┌──
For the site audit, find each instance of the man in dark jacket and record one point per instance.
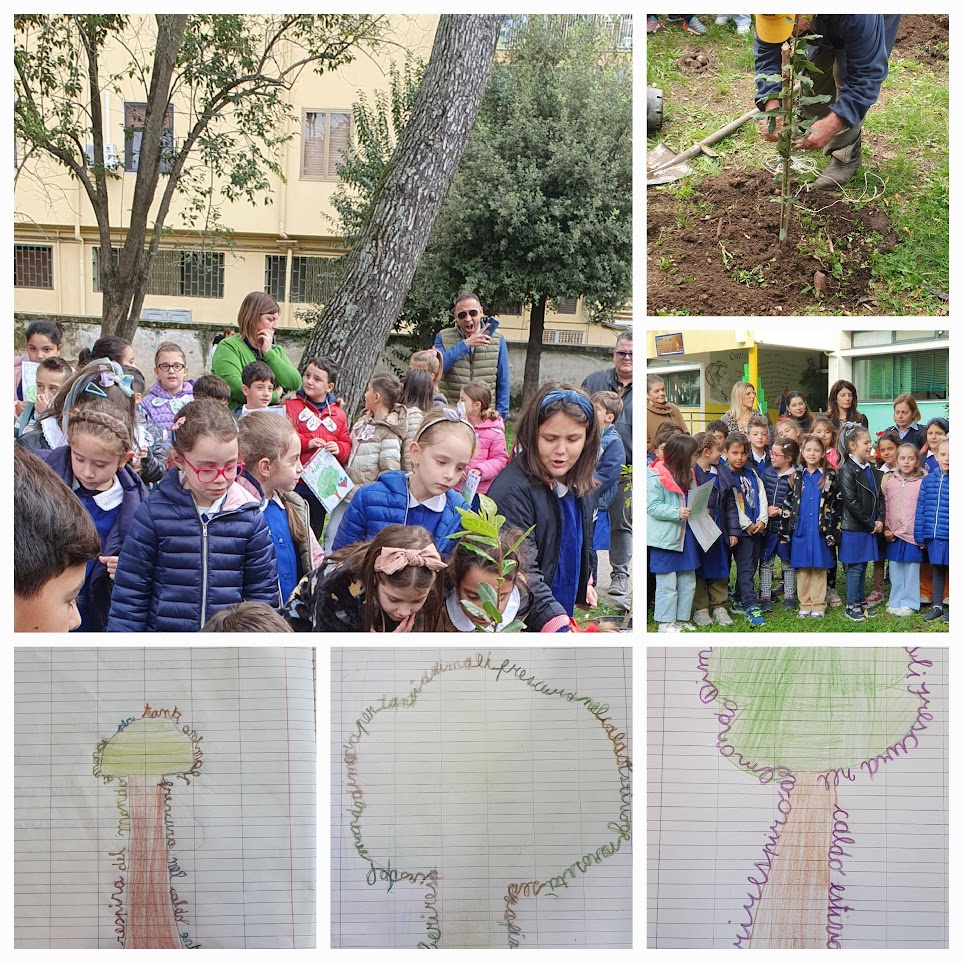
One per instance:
(619, 379)
(853, 55)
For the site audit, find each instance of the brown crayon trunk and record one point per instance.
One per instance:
(150, 914)
(791, 913)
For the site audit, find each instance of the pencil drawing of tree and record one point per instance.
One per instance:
(803, 719)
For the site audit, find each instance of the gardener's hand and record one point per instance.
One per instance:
(821, 133)
(764, 124)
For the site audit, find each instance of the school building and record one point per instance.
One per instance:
(700, 367)
(286, 248)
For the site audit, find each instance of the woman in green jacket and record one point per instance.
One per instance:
(257, 320)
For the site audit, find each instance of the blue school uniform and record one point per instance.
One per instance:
(808, 549)
(860, 546)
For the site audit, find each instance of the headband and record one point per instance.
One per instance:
(573, 398)
(392, 560)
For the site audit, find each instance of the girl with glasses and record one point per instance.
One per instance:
(200, 542)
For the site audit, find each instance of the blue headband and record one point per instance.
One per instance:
(573, 398)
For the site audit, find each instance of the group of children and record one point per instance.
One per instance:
(813, 497)
(226, 535)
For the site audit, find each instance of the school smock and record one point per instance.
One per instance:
(808, 548)
(857, 547)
└──
> **TASK ITEM**: In the material above, find each line that contains the word "blue", and select it.

> **OUTPUT OF THE TASK**:
For the site audit, find each instance of the blue school uniform and record one point per instance.
For the site audit, find each instance of the blue headband and record one point per instance.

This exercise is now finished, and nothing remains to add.